To be done:
Rewrite the records from the start through the line containing "[126,36,197,44]", substituting "Prompt" for each occurrence of "Query" and keeping everything else the same.

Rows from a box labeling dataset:
☆ ☆ ☆

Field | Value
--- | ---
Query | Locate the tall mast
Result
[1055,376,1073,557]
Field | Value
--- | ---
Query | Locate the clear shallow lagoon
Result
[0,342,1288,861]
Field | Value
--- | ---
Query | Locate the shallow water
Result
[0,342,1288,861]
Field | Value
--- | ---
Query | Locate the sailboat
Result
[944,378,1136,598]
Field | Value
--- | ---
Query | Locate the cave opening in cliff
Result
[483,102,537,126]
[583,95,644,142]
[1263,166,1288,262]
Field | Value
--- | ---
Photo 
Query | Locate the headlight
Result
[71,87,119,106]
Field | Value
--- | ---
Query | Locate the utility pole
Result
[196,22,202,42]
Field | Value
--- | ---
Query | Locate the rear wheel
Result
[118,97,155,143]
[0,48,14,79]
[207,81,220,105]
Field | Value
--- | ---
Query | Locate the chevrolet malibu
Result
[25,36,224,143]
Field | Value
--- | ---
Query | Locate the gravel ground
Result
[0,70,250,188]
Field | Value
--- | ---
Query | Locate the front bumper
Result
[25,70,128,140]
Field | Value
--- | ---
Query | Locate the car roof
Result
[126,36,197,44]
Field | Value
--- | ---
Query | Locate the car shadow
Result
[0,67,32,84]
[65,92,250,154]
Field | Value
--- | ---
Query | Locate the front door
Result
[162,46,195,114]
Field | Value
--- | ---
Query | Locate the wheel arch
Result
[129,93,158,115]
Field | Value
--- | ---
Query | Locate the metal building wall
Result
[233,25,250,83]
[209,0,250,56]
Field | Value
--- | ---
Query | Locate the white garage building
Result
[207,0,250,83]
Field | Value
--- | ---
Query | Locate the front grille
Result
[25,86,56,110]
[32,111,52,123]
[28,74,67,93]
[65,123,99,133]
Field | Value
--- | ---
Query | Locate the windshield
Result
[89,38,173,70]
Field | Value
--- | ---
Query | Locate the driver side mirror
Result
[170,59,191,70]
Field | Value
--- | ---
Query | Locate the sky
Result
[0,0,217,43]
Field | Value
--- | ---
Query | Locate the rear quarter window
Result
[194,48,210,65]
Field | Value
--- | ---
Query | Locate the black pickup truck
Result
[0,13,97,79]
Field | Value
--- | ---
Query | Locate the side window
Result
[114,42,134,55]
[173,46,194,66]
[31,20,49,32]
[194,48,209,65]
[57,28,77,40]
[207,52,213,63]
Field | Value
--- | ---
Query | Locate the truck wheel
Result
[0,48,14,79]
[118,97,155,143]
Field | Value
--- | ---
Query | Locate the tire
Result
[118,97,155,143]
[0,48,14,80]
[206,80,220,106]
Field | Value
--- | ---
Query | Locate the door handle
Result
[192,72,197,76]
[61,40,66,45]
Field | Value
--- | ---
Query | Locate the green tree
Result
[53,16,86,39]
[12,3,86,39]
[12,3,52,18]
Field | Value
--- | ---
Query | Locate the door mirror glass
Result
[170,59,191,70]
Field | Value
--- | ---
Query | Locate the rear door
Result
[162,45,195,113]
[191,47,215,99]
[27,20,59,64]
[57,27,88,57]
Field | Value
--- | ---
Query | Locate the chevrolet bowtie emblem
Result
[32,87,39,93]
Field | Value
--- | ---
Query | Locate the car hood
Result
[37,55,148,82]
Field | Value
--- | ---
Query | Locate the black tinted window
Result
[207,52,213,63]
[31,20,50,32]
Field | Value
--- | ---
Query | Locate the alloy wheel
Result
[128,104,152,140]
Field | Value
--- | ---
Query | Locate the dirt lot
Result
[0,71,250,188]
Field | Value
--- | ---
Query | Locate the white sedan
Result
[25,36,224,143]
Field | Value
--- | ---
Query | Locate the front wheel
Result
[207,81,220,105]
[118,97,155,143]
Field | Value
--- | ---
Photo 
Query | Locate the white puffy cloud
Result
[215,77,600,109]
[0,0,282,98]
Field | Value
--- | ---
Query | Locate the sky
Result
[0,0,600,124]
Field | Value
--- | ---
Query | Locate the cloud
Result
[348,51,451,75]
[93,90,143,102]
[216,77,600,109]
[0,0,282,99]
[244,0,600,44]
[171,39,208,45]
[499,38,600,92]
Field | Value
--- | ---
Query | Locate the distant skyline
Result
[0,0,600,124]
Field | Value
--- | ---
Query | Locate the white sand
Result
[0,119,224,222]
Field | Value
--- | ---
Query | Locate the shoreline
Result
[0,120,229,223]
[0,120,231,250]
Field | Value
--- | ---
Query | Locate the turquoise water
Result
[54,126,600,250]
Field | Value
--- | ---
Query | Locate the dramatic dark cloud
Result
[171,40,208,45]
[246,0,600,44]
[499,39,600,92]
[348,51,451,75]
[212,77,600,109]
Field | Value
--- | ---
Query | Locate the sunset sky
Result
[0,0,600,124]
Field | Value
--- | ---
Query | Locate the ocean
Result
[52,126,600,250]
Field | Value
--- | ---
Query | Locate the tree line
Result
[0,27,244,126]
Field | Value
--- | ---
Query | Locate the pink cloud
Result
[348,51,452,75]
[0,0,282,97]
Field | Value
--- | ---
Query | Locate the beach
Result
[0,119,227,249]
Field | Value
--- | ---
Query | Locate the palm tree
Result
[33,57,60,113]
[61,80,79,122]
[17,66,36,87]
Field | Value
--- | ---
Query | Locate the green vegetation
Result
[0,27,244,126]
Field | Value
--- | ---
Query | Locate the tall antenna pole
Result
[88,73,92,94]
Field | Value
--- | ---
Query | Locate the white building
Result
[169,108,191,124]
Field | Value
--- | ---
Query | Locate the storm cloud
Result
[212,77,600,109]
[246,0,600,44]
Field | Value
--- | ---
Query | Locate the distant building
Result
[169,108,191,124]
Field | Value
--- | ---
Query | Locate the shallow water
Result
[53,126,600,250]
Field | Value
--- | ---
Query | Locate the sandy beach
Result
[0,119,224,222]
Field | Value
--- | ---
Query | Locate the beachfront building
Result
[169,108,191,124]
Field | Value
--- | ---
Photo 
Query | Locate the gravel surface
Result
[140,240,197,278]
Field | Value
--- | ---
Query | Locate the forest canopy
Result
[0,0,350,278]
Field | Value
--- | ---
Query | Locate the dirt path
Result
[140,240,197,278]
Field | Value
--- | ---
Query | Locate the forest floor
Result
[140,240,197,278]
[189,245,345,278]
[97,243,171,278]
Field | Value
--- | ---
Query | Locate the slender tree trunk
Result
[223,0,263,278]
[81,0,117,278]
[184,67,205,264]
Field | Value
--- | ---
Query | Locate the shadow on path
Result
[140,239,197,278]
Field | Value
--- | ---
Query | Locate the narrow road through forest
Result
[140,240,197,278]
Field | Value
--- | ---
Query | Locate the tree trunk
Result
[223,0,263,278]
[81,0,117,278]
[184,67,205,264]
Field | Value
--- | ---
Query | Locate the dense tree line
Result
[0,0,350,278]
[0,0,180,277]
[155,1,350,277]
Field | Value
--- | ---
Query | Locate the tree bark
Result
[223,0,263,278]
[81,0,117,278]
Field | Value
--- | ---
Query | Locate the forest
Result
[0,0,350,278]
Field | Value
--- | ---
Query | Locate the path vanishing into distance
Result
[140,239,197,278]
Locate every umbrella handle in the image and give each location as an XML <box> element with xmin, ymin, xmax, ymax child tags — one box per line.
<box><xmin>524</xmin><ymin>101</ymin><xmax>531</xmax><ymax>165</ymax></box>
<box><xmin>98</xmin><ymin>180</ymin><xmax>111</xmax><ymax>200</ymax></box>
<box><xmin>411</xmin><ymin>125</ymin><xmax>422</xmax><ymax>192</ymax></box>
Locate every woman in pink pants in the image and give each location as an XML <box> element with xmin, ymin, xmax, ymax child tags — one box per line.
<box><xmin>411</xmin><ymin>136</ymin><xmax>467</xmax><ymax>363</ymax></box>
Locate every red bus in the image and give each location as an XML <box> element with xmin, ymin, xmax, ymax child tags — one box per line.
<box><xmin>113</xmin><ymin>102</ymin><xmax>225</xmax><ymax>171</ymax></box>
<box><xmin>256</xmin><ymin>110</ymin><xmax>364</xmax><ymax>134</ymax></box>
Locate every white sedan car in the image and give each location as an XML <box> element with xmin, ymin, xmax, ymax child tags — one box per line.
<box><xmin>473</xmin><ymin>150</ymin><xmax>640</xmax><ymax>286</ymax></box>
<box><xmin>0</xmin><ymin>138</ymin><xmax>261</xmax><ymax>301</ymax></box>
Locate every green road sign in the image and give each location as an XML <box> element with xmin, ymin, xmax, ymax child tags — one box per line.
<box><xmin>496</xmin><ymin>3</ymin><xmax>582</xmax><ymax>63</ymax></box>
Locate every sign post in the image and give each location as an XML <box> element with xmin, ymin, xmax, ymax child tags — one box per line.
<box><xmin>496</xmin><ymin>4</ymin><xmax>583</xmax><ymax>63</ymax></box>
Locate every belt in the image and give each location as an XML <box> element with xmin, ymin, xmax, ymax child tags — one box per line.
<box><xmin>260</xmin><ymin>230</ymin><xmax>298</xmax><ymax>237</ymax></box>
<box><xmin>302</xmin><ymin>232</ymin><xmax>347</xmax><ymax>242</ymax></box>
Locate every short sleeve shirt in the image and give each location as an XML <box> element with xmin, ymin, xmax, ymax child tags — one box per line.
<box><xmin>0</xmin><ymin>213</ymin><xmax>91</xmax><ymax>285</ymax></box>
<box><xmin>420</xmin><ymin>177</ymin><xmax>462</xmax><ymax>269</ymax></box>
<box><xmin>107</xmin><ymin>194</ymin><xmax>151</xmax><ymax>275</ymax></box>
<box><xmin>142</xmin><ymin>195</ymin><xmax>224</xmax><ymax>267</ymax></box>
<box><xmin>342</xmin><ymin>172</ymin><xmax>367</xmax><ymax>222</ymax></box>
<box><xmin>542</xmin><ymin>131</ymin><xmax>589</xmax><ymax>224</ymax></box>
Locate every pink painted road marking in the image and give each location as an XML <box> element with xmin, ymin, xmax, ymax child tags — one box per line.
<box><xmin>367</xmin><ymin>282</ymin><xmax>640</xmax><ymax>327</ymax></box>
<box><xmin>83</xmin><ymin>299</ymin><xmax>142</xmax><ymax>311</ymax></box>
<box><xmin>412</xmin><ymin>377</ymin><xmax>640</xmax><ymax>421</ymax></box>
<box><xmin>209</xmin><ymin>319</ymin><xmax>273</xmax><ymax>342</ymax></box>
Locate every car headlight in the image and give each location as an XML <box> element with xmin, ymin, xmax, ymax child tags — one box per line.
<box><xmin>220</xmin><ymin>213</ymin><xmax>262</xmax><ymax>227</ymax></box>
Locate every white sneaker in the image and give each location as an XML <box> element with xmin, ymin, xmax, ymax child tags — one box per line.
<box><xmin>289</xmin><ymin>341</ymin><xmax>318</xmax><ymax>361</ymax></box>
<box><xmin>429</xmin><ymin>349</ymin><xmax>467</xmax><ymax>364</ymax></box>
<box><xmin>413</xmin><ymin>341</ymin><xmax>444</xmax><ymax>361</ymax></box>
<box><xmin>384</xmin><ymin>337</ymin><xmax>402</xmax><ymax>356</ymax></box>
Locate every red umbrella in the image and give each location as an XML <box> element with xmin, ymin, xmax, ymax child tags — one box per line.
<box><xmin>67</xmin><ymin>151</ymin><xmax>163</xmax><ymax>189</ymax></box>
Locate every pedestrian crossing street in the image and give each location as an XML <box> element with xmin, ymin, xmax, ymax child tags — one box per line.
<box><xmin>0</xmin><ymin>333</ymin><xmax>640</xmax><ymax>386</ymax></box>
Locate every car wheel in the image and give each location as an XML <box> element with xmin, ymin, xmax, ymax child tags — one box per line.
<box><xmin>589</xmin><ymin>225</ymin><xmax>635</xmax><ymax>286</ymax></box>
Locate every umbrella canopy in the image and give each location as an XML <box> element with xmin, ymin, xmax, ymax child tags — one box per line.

☆ ☆ ☆

Complete response:
Field | Value
--- | ---
Prompt | Locate the tall mast
Result
[1055,376,1073,557]
Field | Value
--- | ---
Prompt | Locate the clear shallow lagoon
Result
[0,342,1288,861]
Field | Value
--- | ---
Prompt | Locate the shallow water
Result
[0,342,1288,861]
Field | Value
--- | ---
Prompt | Locate the sailboat
Result
[944,378,1136,598]
Field | Value
--- | ---
Prompt | Locate the cave opening in cliff
Result
[483,102,537,126]
[583,95,644,142]
[1263,166,1288,262]
Field | Value
--- | ---
Photo 
Prompt | Locate the headlight
Result
[71,87,119,106]
Field | Value
--- | ---
Prompt | Locate the utility pole
Result
[196,22,202,42]
Field | Value
--- | ---
Prompt | Locate the rear wheel
Result
[118,97,155,143]
[0,48,14,79]
[207,81,220,105]
Field | Value
--- | ---
Prompt | Locate the chevrolet malibu
Result
[25,36,224,143]
Field | Value
--- | ---
Prompt | Locate the gravel ground
Result
[0,70,250,188]
Field | Value
--- | ---
Prompt | Locate the front bumper
Result
[25,70,128,140]
Field | Value
--- | ---
Prompt | Locate the car roof
Result
[126,36,197,44]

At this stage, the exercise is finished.